Goal of the exercise: Rewrite every line of the listing from the line with "(format x=574, y=73)" up to and including the line with "x=640, y=347", offsetting each answer coordinate by adding 10 to it. Leave the sample coordinates after "format" unchanged.

Excerpts from a point labeling dataset:

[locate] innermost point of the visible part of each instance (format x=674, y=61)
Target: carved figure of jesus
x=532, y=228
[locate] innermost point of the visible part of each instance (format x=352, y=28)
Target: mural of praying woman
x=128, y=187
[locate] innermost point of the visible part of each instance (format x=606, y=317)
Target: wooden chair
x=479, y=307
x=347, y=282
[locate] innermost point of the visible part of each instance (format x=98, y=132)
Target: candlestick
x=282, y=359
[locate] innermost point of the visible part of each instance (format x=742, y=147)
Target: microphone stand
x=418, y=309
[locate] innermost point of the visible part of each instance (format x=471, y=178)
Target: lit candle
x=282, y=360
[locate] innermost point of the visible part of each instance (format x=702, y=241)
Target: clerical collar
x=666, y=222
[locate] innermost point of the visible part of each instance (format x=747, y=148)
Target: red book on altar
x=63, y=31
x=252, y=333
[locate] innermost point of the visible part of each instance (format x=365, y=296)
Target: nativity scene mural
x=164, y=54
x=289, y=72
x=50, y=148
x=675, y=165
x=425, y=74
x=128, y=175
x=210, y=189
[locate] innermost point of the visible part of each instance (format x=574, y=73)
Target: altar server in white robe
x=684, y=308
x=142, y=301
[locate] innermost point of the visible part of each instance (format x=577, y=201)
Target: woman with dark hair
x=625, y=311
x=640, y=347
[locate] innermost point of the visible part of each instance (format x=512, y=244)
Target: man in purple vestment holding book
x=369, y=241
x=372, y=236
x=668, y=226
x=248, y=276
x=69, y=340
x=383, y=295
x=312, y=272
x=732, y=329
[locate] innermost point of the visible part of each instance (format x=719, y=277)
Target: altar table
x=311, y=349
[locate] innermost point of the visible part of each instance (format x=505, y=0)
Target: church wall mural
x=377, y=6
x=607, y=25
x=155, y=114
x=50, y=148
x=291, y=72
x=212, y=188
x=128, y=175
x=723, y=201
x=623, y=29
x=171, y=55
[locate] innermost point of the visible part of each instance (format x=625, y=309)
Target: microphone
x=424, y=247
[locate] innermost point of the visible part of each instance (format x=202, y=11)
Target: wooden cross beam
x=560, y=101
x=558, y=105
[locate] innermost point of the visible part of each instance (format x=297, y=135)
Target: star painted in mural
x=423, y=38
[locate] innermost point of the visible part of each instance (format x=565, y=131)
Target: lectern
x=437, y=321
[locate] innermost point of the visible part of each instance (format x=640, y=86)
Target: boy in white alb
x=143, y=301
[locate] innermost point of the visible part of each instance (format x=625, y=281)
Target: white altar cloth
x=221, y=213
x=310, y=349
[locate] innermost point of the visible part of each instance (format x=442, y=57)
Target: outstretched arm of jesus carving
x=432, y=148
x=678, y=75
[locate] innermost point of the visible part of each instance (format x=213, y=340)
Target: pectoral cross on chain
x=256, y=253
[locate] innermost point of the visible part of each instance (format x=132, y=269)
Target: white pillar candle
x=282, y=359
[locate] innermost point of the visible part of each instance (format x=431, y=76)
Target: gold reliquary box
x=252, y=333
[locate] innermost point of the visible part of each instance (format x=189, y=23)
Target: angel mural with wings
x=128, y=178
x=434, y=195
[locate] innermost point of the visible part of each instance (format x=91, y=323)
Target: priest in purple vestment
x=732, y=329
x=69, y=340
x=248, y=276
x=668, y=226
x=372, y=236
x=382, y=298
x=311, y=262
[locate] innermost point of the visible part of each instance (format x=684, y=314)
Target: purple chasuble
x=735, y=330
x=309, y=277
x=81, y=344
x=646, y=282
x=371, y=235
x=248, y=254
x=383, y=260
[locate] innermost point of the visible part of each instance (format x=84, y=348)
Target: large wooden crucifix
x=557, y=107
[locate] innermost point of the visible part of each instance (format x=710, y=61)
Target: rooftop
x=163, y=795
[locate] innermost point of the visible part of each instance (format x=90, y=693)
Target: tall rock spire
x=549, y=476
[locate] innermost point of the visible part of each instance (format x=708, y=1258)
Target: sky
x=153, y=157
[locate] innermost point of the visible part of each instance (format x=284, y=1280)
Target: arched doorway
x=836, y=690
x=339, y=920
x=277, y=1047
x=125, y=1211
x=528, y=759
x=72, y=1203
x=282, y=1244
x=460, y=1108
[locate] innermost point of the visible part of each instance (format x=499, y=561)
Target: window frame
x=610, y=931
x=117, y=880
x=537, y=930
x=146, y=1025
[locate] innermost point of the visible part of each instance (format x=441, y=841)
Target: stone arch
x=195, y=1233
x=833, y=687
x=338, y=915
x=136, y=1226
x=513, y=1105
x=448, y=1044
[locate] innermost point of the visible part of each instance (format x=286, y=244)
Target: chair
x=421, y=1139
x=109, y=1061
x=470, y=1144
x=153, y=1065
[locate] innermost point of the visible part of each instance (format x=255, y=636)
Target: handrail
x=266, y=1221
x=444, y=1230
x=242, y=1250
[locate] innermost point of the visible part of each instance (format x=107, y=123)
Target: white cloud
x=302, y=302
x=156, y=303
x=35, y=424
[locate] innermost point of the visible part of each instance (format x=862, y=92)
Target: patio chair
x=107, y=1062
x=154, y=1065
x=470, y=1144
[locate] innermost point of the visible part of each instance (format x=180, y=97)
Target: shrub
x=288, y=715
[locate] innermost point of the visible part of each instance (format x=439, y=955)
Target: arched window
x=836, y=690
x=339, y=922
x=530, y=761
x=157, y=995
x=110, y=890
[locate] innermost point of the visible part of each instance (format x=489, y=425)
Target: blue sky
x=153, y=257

Full response:
[locate] innermost point of the visible part of each instance (format x=574, y=73)
Target: altar server in white robe
x=694, y=318
x=152, y=311
[locate] innermost point of the visible part of each instance (format x=577, y=201)
Target: woman with dark hair
x=635, y=321
x=650, y=357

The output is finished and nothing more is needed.